_THE TASK_
Reproduce the rows below with "example" replaced by "sample" and everything else left unchanged.

_DATASET_
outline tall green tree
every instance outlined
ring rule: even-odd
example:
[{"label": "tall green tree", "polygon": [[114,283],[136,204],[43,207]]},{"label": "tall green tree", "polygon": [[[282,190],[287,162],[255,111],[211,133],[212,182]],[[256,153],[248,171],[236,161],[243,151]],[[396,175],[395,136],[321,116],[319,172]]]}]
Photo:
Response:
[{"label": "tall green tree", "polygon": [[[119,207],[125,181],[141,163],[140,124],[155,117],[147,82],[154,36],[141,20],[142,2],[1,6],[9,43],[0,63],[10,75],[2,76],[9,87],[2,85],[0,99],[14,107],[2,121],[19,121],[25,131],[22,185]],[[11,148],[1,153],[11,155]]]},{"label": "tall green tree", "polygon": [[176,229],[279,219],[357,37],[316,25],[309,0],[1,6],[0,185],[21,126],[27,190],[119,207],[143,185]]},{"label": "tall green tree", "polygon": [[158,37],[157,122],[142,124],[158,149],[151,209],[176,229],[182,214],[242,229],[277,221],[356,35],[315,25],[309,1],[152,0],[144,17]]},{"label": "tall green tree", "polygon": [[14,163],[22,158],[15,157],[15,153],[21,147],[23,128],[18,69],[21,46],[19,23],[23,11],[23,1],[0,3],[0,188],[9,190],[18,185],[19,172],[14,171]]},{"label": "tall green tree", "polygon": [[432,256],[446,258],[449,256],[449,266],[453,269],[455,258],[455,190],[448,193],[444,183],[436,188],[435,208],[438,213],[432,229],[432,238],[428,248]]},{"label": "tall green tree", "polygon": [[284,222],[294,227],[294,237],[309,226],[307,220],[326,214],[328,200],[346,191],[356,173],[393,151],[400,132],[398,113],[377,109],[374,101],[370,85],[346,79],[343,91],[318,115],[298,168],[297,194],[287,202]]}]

_WORKED SOLUTION_
outline tall green tree
every instance outlined
ring rule: even-odd
sample:
[{"label": "tall green tree", "polygon": [[114,283],[136,204],[43,207]]},{"label": "tall green tree", "polygon": [[[282,190],[287,162],[255,111],[211,133],[212,182]],[[256,153],[248,171],[236,161],[243,151]],[[396,175],[395,136],[321,116],[319,172]]]}]
Photo:
Response:
[{"label": "tall green tree", "polygon": [[[119,207],[125,181],[141,163],[140,124],[155,117],[147,82],[154,36],[141,20],[142,2],[1,6],[9,43],[0,63],[10,75],[2,76],[9,87],[2,85],[0,99],[14,107],[2,121],[19,121],[25,131],[22,185]],[[11,148],[1,153],[11,155]]]},{"label": "tall green tree", "polygon": [[176,229],[279,219],[357,37],[316,25],[309,0],[1,6],[0,185],[21,126],[27,190],[119,207],[143,185]]},{"label": "tall green tree", "polygon": [[158,37],[157,122],[142,124],[158,149],[151,209],[176,229],[182,214],[242,229],[277,221],[356,35],[315,25],[309,1],[152,0],[144,17]]},{"label": "tall green tree", "polygon": [[14,163],[22,158],[15,157],[15,153],[21,147],[23,128],[18,69],[21,46],[19,23],[23,11],[23,1],[0,3],[0,188],[9,190],[18,185],[19,172],[14,171]]},{"label": "tall green tree", "polygon": [[432,256],[446,258],[449,256],[449,266],[453,269],[455,258],[455,190],[448,193],[444,183],[436,188],[435,208],[438,213],[432,229],[432,238],[428,248]]},{"label": "tall green tree", "polygon": [[284,222],[294,227],[294,237],[309,226],[307,220],[326,214],[328,200],[346,191],[356,173],[393,151],[400,132],[398,113],[377,109],[374,101],[370,85],[346,79],[343,91],[318,115],[298,168],[297,194],[287,202]]}]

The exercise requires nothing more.